=== PEDIDO 1 ===
No excerto sobre a união bancária europeia, de quantos bancos europeus o plano da Comissão Europeia fazia do Banco Central Europeu o supervisor?

=== EXCERTO DO TEXTO ===
A falhada união bancária da Europa
"A União Europeia é agora a orgulhosa detentora do Prémio Nobel da Paz. Quando a escolha recaiu sobre Barack Obama, há três anos, o comité Nobel norueguês foi criticado por eleger alguém cujas conquistas ainda estavam para acontecer. O comité levou a sério essa crítica e, desta vez, condecorou uma instituição com um passado honroso mas com um futuro com algumas nuvens.
Claro que a Zona Euro é diferente da União Europeia mas é, até hoje, o seu mais ambicioso empreendimento, e está ainda a ter dificuldades em equipar-se com as estruturas necessárias para dinamizar uma união cambial. Uma política orçamental comum continua um sonho distante, tal como continua longe uma genuína união política.
Mas os políticos da Europa defendem que estão a fazer progressos no caminho para a chamada “união bancária”, que significa uma supervisão bancária colectiva, mais do que uma fusão de bancos. Em Setembro, a Comissão Europeia anunciou um plano para fazer do Banco Central Europeu o supervisor de 6.000 bancos europeus.
A reacção entre os políticos nacionais, os bancos centrais e os próprios bancos não foi totalmente favorável. Os alemães querem que o BCE se centre apenas nos grandes bancos com risco sistémico e deixe os pequenos bancos de poupanças (tais como aqueles que investiram em força nas hipotecas imobiliárias) para os supervisores nacionais. O Reino Unido e a Suécia declararam que não podiam obedecer a um banco central de que, na melhor das hipóteses, não faziam parte como membros integrais.
A hipótese de se avançar com um supervisor pan-europeu é bastante aceite, especialmente devido ao facto de a Autoridade Bancária Europeia (o regulador da banca da União Europeia) se ter mostrado débil na realização de testes de stress financeiro: os primeiros testes foram tão fracos que até os bancos de poupanças de Espanha agora falidos foram aprovados com distinção. A Europa precisa de quebrar o círculo vicioso que liga os devedores soberanos em dificuldades aos bancos que são obrigados, ou pelo menos encorajados, a comprar as suas obrigações, que, por sua vez, fornecem o financiamento para os resgates bancários.

=== DADOS EXTRAÍDOS ===
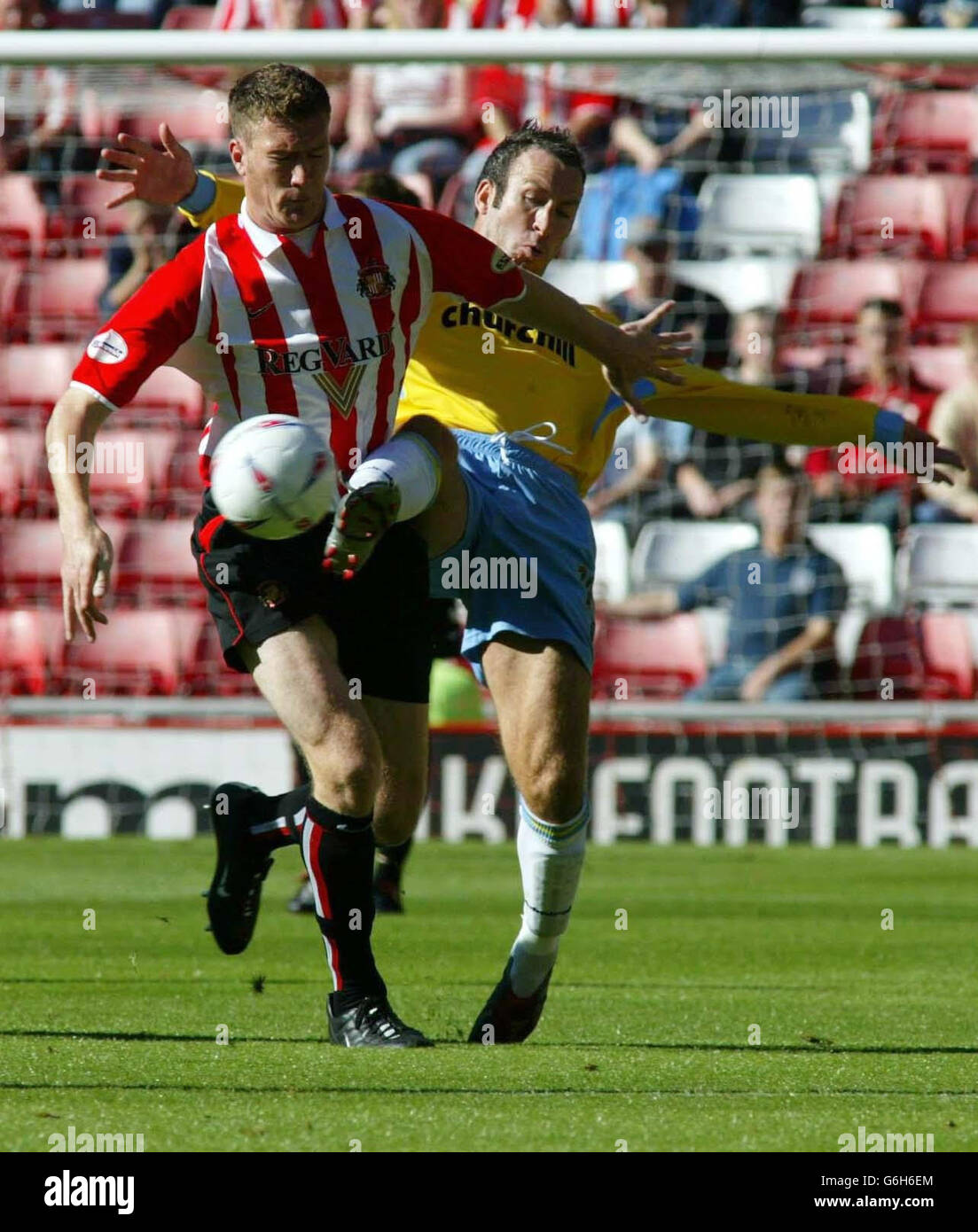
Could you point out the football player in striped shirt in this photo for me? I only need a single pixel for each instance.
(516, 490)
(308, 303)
==
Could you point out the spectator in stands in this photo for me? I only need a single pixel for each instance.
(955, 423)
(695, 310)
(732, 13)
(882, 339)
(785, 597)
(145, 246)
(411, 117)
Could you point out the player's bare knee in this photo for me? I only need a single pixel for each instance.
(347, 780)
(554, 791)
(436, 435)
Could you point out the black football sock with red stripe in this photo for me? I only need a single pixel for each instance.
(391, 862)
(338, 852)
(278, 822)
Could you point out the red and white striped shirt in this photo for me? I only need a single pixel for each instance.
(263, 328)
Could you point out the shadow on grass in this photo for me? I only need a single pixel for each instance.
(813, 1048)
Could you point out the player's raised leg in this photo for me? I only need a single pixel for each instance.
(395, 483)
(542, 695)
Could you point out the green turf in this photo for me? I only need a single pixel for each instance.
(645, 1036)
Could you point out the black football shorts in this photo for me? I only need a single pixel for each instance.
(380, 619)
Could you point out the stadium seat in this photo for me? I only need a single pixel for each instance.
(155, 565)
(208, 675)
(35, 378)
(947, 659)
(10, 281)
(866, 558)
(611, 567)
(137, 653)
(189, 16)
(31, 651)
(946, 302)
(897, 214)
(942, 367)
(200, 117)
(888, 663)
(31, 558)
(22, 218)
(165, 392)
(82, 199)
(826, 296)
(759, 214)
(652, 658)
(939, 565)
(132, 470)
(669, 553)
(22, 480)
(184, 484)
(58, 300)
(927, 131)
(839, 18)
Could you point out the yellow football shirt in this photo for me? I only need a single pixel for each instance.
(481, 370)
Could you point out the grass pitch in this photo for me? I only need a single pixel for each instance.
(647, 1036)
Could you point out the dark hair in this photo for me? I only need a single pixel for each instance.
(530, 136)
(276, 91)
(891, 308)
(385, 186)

=== PEDIDO 2 ===
Mostra cada linha da listagem acima em que aparece a palavra "striped". Distingue maiúsculas de minúsculas.

=== RESPOSTA CERTA 1 ===
De 6.000 bancos europeus.

=== RESPOSTA CERTA 2 ===
Could you point out the football player in striped shirt in this photo for me? I only need a single pixel for each instance.
Could you point out the red and white striped shirt in this photo for me? I only need a single pixel for each instance.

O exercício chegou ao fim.